The problem
Determine the number of lines in the data that include the word "plant", and write only that number.

⟨

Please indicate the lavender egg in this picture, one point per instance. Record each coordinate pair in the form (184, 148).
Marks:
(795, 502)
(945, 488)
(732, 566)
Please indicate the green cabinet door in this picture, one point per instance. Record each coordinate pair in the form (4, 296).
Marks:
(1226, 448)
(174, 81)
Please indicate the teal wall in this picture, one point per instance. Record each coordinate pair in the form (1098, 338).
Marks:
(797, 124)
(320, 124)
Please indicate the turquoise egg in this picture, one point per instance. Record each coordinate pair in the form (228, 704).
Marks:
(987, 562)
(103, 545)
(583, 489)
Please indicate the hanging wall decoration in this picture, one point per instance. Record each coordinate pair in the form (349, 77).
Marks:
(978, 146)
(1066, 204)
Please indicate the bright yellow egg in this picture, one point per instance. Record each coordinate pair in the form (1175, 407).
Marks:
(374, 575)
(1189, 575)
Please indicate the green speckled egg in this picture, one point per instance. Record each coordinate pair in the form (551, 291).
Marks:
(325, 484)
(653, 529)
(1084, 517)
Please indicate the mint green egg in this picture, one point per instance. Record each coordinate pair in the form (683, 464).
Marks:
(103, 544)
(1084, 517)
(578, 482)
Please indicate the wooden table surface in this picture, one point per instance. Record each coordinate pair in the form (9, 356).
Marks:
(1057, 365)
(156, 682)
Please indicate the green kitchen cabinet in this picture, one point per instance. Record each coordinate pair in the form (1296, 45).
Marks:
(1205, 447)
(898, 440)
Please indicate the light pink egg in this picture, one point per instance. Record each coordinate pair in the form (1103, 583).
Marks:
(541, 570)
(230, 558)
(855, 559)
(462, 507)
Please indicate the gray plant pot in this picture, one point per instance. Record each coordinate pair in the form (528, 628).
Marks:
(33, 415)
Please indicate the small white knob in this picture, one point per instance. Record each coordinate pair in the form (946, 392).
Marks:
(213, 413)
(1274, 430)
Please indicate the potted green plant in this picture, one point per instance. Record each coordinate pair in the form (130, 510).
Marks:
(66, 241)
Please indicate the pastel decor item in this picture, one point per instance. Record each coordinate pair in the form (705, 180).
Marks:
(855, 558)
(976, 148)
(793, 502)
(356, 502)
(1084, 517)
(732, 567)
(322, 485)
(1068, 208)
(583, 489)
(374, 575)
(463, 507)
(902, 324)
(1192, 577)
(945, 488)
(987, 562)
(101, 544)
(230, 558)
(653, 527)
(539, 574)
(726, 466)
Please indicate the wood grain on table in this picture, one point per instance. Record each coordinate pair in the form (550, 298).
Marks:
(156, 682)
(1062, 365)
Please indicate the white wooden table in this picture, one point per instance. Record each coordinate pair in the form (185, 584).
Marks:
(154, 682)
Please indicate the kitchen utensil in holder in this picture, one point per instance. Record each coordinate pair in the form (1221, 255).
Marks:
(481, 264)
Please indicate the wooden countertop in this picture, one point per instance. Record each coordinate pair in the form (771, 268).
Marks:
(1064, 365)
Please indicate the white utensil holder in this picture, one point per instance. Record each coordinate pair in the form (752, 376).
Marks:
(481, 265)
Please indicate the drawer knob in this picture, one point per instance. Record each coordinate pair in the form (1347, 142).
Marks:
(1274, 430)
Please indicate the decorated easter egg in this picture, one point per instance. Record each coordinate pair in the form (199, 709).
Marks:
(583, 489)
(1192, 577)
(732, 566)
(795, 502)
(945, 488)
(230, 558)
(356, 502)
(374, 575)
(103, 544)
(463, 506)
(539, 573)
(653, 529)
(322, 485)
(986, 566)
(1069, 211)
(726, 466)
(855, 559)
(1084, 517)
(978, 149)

⟩
⟨

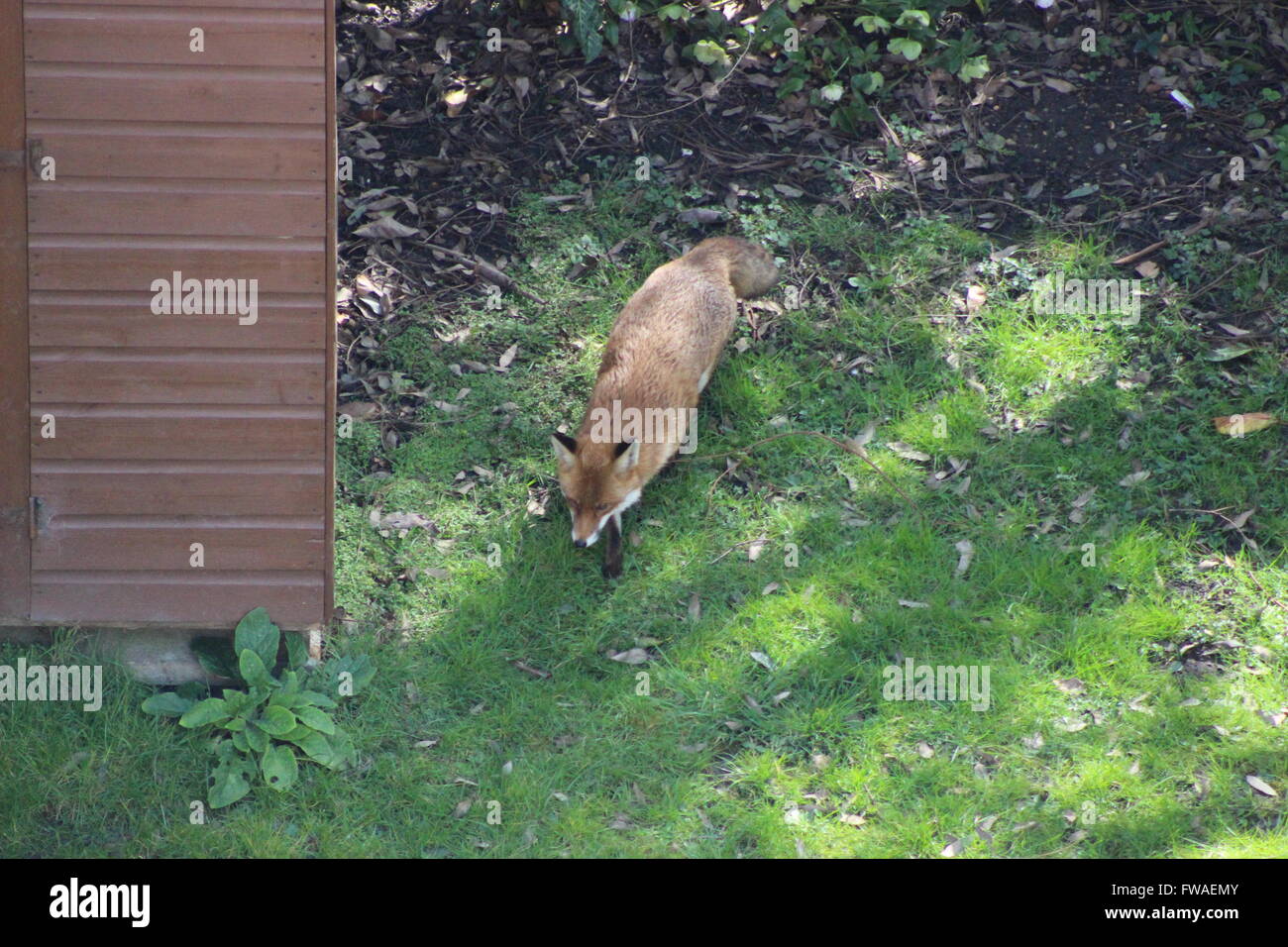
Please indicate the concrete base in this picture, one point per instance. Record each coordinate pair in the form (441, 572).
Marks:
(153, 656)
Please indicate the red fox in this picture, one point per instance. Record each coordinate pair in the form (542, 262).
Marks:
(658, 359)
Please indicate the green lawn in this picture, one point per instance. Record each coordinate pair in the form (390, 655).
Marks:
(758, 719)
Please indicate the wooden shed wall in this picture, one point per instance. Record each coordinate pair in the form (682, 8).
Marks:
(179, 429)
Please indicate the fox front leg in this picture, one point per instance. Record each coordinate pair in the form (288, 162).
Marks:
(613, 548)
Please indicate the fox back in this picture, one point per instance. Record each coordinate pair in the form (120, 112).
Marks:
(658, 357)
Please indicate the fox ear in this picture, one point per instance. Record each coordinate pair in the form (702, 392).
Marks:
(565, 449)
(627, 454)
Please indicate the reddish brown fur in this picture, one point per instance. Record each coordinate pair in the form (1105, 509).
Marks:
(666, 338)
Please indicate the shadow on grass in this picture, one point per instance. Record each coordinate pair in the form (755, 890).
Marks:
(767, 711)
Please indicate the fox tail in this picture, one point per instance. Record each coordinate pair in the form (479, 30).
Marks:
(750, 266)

⟩
⟨

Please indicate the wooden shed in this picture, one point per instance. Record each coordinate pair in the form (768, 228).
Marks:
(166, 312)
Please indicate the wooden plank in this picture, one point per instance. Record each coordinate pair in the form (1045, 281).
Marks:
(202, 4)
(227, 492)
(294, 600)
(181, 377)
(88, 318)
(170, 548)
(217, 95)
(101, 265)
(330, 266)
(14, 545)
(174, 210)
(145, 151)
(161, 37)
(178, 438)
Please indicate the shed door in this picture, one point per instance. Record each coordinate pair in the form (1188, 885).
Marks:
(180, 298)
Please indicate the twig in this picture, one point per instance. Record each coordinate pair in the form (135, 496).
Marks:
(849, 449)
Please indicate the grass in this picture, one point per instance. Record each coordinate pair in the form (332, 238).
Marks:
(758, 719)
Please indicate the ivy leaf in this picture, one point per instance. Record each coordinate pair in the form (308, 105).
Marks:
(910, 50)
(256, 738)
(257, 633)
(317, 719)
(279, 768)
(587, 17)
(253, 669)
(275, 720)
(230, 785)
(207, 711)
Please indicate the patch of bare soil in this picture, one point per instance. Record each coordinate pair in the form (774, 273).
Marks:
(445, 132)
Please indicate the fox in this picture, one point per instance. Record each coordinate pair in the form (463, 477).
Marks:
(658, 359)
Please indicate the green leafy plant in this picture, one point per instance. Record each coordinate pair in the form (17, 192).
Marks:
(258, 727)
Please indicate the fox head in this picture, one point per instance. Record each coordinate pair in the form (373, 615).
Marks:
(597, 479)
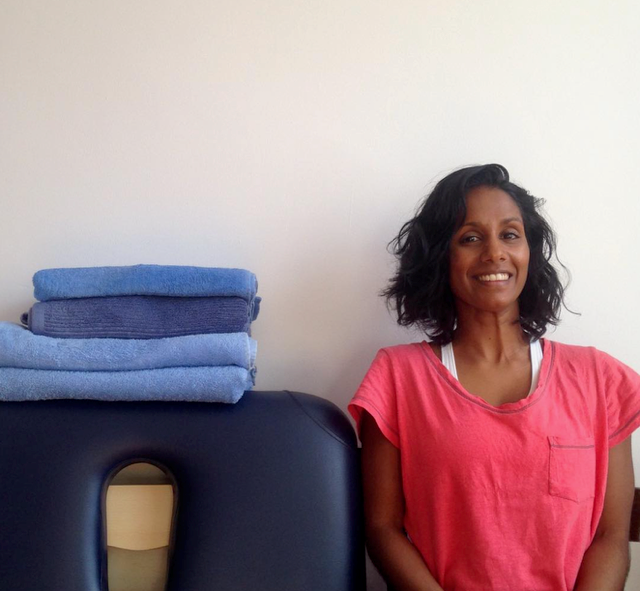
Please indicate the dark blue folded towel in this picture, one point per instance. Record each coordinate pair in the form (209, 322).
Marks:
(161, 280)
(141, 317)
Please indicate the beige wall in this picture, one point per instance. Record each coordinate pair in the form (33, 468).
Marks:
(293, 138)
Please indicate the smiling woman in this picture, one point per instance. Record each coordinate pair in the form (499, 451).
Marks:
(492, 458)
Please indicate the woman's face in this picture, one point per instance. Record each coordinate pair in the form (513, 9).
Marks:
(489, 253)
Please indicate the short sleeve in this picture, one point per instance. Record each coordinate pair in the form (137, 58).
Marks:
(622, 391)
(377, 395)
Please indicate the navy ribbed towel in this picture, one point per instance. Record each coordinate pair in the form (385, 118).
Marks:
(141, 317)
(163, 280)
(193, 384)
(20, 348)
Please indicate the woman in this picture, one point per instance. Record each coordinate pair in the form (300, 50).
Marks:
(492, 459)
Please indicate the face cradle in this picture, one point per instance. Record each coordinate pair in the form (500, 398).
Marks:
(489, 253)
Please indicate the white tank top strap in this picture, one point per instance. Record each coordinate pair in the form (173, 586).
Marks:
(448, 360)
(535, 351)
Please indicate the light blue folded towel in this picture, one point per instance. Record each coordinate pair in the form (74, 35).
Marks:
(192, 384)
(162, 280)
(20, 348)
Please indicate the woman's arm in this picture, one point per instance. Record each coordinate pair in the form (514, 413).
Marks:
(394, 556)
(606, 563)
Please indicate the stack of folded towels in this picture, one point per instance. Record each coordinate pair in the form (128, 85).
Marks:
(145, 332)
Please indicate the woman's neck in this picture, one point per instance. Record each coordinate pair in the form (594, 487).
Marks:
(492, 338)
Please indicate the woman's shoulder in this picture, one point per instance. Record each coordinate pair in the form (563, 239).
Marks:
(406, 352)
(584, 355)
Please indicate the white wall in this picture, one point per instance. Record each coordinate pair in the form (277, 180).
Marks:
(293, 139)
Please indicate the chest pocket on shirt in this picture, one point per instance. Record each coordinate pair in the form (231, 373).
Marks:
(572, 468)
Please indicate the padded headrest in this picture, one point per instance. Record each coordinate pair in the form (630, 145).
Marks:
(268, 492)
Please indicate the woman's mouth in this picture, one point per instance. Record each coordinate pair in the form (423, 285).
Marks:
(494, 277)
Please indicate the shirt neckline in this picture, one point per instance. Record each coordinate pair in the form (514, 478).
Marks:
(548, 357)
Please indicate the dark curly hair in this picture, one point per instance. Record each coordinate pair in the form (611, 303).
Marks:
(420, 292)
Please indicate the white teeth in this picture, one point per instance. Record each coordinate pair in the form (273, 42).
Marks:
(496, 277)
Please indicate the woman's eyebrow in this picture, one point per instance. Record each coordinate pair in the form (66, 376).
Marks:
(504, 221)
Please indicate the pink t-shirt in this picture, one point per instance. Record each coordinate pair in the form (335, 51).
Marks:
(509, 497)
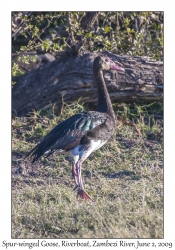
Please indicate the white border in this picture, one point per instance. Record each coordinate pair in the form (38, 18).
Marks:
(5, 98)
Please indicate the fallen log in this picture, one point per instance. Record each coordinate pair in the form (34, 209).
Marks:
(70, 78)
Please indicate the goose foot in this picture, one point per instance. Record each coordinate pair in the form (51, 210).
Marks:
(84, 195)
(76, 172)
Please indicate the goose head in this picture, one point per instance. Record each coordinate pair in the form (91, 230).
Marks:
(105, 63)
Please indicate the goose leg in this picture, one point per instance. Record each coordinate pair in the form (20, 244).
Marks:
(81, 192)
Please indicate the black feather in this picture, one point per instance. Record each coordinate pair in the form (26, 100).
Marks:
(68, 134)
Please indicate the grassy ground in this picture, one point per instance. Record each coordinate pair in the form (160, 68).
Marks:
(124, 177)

⟩

Result for this task
3